Input data Block Start
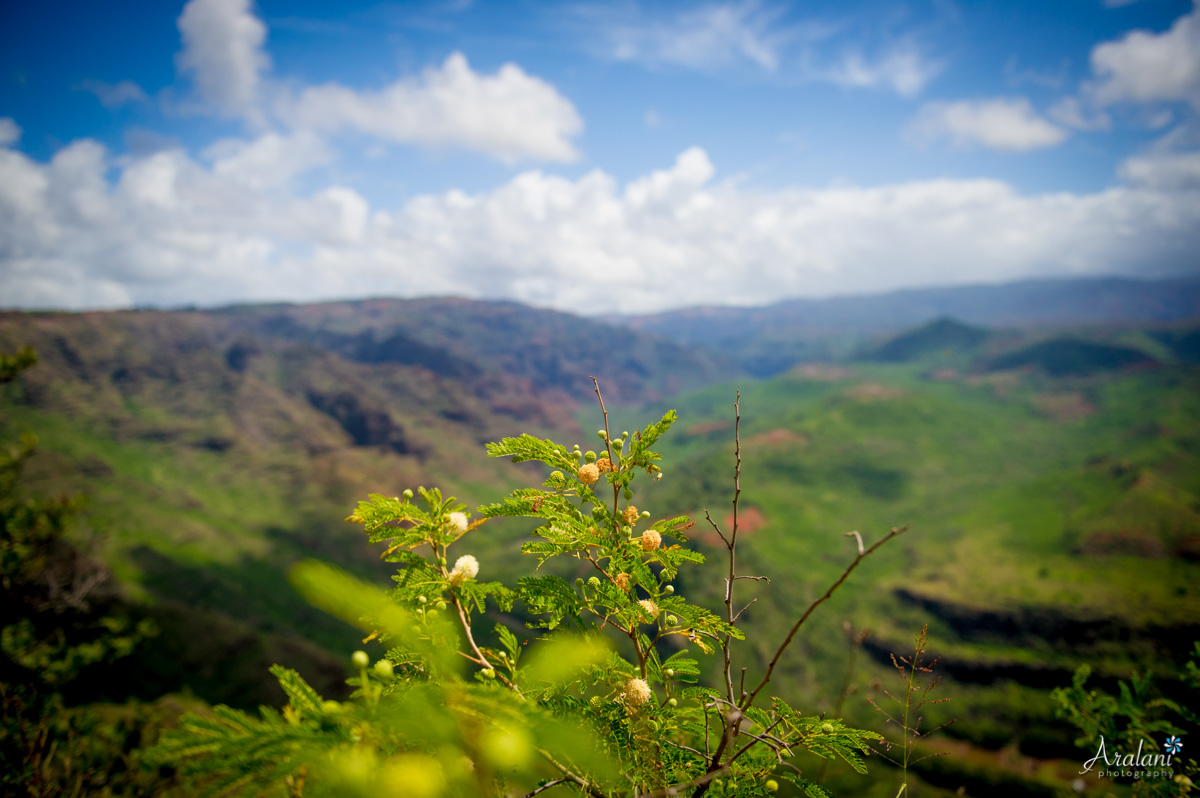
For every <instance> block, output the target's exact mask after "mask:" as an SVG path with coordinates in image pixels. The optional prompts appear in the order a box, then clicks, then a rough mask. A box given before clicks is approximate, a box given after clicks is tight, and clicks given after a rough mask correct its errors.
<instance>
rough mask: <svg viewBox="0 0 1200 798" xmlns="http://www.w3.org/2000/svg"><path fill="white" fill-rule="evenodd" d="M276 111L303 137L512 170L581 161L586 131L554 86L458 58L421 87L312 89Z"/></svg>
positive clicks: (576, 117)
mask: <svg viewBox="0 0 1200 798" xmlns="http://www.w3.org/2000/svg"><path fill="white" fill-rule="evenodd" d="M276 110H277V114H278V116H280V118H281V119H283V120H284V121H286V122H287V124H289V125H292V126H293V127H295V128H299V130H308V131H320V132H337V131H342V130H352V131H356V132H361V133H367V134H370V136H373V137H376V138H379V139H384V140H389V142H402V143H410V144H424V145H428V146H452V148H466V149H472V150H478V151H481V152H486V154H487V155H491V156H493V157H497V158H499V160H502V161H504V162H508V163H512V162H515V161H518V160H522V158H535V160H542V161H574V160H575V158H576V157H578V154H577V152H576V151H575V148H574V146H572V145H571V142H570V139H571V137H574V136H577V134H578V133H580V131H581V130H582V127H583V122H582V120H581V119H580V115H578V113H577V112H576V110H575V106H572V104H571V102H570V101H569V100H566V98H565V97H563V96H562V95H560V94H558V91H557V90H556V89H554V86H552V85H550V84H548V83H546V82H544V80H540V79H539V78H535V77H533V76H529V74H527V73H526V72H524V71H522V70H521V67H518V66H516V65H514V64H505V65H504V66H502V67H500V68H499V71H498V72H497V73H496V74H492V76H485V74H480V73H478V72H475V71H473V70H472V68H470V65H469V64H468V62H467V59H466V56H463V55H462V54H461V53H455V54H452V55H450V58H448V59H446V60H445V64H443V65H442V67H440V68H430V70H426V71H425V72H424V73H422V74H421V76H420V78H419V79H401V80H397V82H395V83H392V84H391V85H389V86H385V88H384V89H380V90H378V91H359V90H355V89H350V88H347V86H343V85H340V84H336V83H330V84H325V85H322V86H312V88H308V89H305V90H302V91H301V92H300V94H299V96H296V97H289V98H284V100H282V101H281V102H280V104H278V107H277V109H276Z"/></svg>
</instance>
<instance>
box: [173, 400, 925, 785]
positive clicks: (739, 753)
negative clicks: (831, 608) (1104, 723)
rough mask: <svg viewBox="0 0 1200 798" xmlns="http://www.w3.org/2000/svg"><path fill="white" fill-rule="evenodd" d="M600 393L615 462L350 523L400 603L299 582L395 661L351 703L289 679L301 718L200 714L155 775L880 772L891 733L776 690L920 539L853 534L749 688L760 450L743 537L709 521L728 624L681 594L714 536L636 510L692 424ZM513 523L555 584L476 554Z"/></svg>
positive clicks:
Input data Block End
_Problem statement:_
Extract every line of the listing word for word, leaving out the pictures.

_Response to the task:_
For every <instance> block, output the target's exact mask after "mask:" as an SVG path with coordinates in image pixels. The optional prompts appear in the order a box, then clicks, then a rough mask. A box given before clicks is approximate, a box given after clicks is tight, and clicks given after a rough mask correct its errors.
<instance>
rough mask: <svg viewBox="0 0 1200 798" xmlns="http://www.w3.org/2000/svg"><path fill="white" fill-rule="evenodd" d="M276 111L303 137L512 170L581 161L586 131L554 86L458 58L421 87L312 89Z"/></svg>
positive clicks: (576, 117)
mask: <svg viewBox="0 0 1200 798" xmlns="http://www.w3.org/2000/svg"><path fill="white" fill-rule="evenodd" d="M276 110H277V114H278V116H280V118H281V119H283V120H284V121H286V122H287V124H289V125H292V126H293V127H295V128H299V130H308V131H320V132H337V131H342V130H352V131H356V132H361V133H367V134H370V136H373V137H376V138H379V139H384V140H389V142H402V143H410V144H424V145H428V146H452V148H466V149H472V150H478V151H481V152H486V154H487V155H491V156H493V157H497V158H499V160H502V161H504V162H508V163H512V162H515V161H518V160H522V158H535V160H542V161H574V160H575V158H576V157H578V154H577V152H576V151H575V148H574V146H572V145H571V142H570V139H571V137H574V136H577V134H578V133H580V131H581V130H582V127H583V122H582V120H581V119H580V115H578V113H577V112H576V110H575V106H572V104H571V102H570V101H569V100H566V98H565V97H563V96H562V95H560V94H558V91H557V90H556V89H554V86H552V85H550V84H548V83H546V82H544V80H540V79H539V78H535V77H533V76H529V74H527V73H526V72H524V71H522V70H521V67H518V66H516V65H514V64H505V65H504V66H502V67H500V68H499V71H498V72H497V73H496V74H492V76H485V74H480V73H478V72H475V71H473V70H472V68H470V65H469V64H468V62H467V59H466V56H463V55H462V54H461V53H455V54H452V55H450V58H448V59H446V60H445V64H443V65H442V67H440V68H430V70H426V71H425V72H424V73H422V74H421V76H420V78H419V79H401V80H397V82H395V83H392V84H391V85H389V86H385V88H384V89H380V90H378V91H359V90H355V89H350V88H347V86H343V85H340V84H336V83H330V84H325V85H322V86H312V88H308V89H305V90H302V91H301V92H300V94H299V96H296V97H289V98H284V100H282V101H281V102H280V104H278V107H277V109H276Z"/></svg>
</instance>
<instance>
box: [173, 400, 925, 785]
positive clicks: (739, 753)
negative clicks: (831, 608) (1104, 723)
rough mask: <svg viewBox="0 0 1200 798" xmlns="http://www.w3.org/2000/svg"><path fill="white" fill-rule="evenodd" d="M600 393L615 462L350 523L400 603L299 582L395 661L351 703L289 679L301 718L200 714L155 775L880 772L891 733L776 690L920 539L853 534L749 688L760 450L743 537L709 521L728 624L681 594L714 536L636 510L692 424ZM513 523L555 584L476 554Z"/></svg>
positive clicks:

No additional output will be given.